— Directions —
A. Using the bladder cancer article, explain in one to three sentences why clinicians are advised to proceed cautiously with checkpoint inhibitors in metastatic urothelial cancer.
B. According to the bladder cancer article, which drug was studied in the IMVIGOR-130 trial?
C. Continue the bladder cancer article from the point where it stops.

— Document section —
-- Opening Marker --
Lower Survival With Checkpoint Inhibitors in Bladder Cancer

Zosia Chustecka

June 12, 2018

Following warnings from both the US Food and Drug Administration (FDA) and the European Medicines Agency (EMA), clinicians should proceed cautiously with the use of checkpoint inhibitors in the treatment of metastatic urothelial cancer, says a leading expert in the field.

"The warning is concerning, we don't know all the data…and there has been some confusion," commented Elizabeth Plimack, MD, MS, chief of genitourinary medical oncology at the Fox Chase Cancer Center, Philadelphia, Pennsylvania. "So I am glad you are reporting on this," she told Medscape Medical News

The warnings from both agencies highlighted new reports from ongoing clinical trials in patients with metastatic urothelial cancer who had not received any prior chemotherapy (ie, those exploring first-line therapy). The two trials are the KEYNOTE-361 trial with pembrolizumab (Keytruda, Merck & Co) and the IMVIGOR-130 trial with atezolizumab (Tecentriq, Genentech).  

In both trials, an early review by the data monitoring committee found decreased survival in patients who were treated with a checkpoint inhibitor as monotherapy compared with patients receiving chemotherapy (based on cisplatin or carboplatin).
-- Closing Marker --
— Source information —
-- Opening Marker --
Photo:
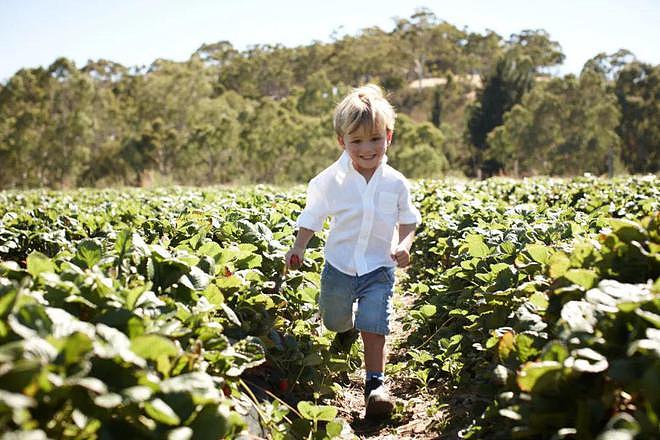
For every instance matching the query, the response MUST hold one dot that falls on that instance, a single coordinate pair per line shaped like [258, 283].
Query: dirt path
[415, 415]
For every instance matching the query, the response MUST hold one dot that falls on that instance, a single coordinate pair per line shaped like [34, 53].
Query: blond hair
[365, 107]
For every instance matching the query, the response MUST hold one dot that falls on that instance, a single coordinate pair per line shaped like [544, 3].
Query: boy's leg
[374, 310]
[336, 299]
[374, 351]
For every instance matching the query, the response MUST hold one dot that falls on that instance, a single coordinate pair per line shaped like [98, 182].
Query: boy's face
[366, 147]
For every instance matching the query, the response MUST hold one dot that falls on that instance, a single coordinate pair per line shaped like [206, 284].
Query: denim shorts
[372, 291]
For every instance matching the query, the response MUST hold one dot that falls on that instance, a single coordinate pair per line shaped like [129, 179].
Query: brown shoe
[377, 399]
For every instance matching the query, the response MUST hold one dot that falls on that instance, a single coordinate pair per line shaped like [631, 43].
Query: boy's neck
[366, 173]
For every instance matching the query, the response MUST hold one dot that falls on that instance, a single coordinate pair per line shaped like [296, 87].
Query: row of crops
[539, 303]
[164, 313]
[154, 314]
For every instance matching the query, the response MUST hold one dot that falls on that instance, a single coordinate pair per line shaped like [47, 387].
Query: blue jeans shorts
[372, 291]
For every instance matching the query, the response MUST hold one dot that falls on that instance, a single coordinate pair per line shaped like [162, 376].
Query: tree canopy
[468, 103]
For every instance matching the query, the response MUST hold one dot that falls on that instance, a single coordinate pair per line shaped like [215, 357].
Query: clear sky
[36, 32]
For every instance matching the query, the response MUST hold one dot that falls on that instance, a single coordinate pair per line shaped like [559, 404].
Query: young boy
[366, 200]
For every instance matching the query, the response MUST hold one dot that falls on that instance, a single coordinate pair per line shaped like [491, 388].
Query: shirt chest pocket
[387, 203]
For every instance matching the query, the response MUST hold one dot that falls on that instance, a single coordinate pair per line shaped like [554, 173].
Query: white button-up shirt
[364, 216]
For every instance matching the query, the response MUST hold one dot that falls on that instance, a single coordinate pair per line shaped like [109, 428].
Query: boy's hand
[293, 259]
[402, 256]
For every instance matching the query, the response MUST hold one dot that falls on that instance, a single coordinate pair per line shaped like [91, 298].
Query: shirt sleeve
[408, 213]
[316, 208]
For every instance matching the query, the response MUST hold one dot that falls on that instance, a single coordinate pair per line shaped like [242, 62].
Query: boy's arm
[299, 246]
[406, 237]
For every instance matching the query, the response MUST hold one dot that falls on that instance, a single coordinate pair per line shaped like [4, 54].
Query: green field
[129, 313]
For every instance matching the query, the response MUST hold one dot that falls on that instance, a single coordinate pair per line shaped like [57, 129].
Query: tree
[503, 88]
[566, 126]
[637, 89]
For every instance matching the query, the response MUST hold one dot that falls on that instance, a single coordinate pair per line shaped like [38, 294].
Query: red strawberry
[295, 261]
-- Closing Marker --
— Responses in order —
A. The FDA and the EMA issued warnings about new reports from two ongoing first-line trials, KEYNOTE-361 and IMVIGOR-130. In both, an early data monitoring committee review found decreased survival in patients treated with a checkpoint inhibitor as monotherapy compared with patients receiving cisplatin- or carboplatin-based chemotherapy.

B. Atezolizumab (Tecentriq, Genentech).

C.
The FDA noted that the decreased survival compared with chemotherapy was seen in the checkpoint inhibitor monotherapy groups of both trials in patients whose tumors were shown to have low programmed cell death ligand 1 (PD-L1)  status.

The EMA went further in its statement, issued on June 1, when many oncologists were travelling to the annual meeting of the American Society of Clinical Oncology. 

Noting that the new data "indicate that pembrolizumab and atezolizumab may not work as well as chemotherapy in this group of patients," the EMA said that as a result, it has "recommended restricting the use of these medicines as first line-treatments for urothelial cancer."

The EMA stipulated that "pembrolizumab and atezolizumab should now only be used for first-line treatment of urothelial cancer in patients with high levels of PD-L1." 

The European agency also outlined exactly what this means: Atezolizumab should be used only in patients with a PD-L1 expression greater than 5%, and pembrolizumab should be used only in patients whose tumors express PD-L1 with a combined positive score of 10 or greater.

It also noted that the ongoing trials are continuing, but no new patients with low PD-L1 status will be treated with checkpoint inhibitors as monotherapy.

The EMA also noted that there were no changes to how these drugs should be used in patients with urothelial cancer who have previously had chemotherapy (ie, second-line treatment), or in patients with other cancers for which these drugs are approved.

Plimack commented on the warnings during a review of new data she gave at a "Highlights of the Day" session during the ASCO meeting, and she then elaborated on her comments in an interview with Medscape Medical News.

The checkpoint inhibitors are approved by both the FDA and EMA for second-line use in metastatic urothelial cancer, in patients who have already been treated with chemotherapy, she noted.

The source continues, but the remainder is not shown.